Aim of the task | Render all the rows below as a Markdown table with two columns, No. and Line. Number each non-blank line in the No. column, put its wording in the Line column, and leave out the pictures.

((

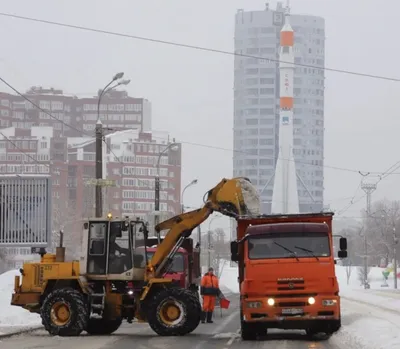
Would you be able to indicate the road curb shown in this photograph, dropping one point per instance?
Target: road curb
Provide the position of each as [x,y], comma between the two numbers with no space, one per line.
[22,331]
[397,312]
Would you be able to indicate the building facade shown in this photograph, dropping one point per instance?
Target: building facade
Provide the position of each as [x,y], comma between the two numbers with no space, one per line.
[131,161]
[256,102]
[117,111]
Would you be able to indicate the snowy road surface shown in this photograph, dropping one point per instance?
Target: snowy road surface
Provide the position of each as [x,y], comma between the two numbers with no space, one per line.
[380,329]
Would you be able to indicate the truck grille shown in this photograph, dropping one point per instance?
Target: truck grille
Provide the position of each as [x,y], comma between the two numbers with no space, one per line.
[290,284]
[291,304]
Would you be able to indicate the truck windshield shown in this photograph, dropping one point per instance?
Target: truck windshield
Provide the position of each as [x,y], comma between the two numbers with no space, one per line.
[289,245]
[178,263]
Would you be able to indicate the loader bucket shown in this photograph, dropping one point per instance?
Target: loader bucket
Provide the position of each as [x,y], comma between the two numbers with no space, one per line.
[237,197]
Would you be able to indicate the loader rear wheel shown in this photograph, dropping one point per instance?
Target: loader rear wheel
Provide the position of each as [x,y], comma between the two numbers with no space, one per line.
[103,326]
[173,312]
[64,312]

))

Right answer |
| No. | Line |
|---|---|
| 1 | Would you be able to indicate the road curb shown in this photograph, dropping one point per instance? |
| 2 | Target: road curb |
| 3 | Provide the position of each as [x,y], comma between the two numbers with no space, one per line. |
| 4 | [22,331] |
| 5 | [397,312] |
| 6 | Would you be able to indicate the building facade shown in this photograph, dropping one point per instance? |
| 7 | Target: building facade |
| 8 | Provide the position of each as [x,y], comma between the two numbers with no space, one per line. |
| 9 | [131,161] |
| 10 | [256,102] |
| 11 | [117,111] |
| 12 | Would you be able to indicate the snowy road surface shown in this photograph, dropping one point per instance? |
| 13 | Target: snowy road surface |
| 14 | Provide the position of each as [x,y], comma between the two numbers with no space, one per line. |
| 15 | [380,329] |
| 16 | Would you be able to indicate the truck grille shown in this photograph, dropping one point per instance? |
| 17 | Target: truck grille |
| 18 | Provide the position of each as [x,y], comma between the two numbers with no space, one per line. |
| 19 | [290,284] |
| 20 | [291,304] |
| 21 | Would you be able to indicate the truck windshield shown in this photograph, dropping one point per instance? |
| 22 | Target: truck windshield |
| 23 | Provide the position of each as [x,y], comma between the two numbers with no space, one per line. |
| 24 | [289,245] |
| 25 | [178,263] |
| 26 | Would you be able to indicate the loader bucket shown in this photograph, dropping one point per instance? |
| 27 | Target: loader bucket |
| 28 | Provide the position of each as [x,y], comma between the two numbers with no space, one per line. |
| 29 | [237,197] |
| 30 | Would you be able to indicate the loader rear wheel shown in this photograph, dropping one point per instance? |
| 31 | Target: loader rear wheel |
| 32 | Provide the position of each as [x,y], comma between the two numbers with no space, one per line. |
| 33 | [103,326] |
| 34 | [173,312] |
| 35 | [64,312] |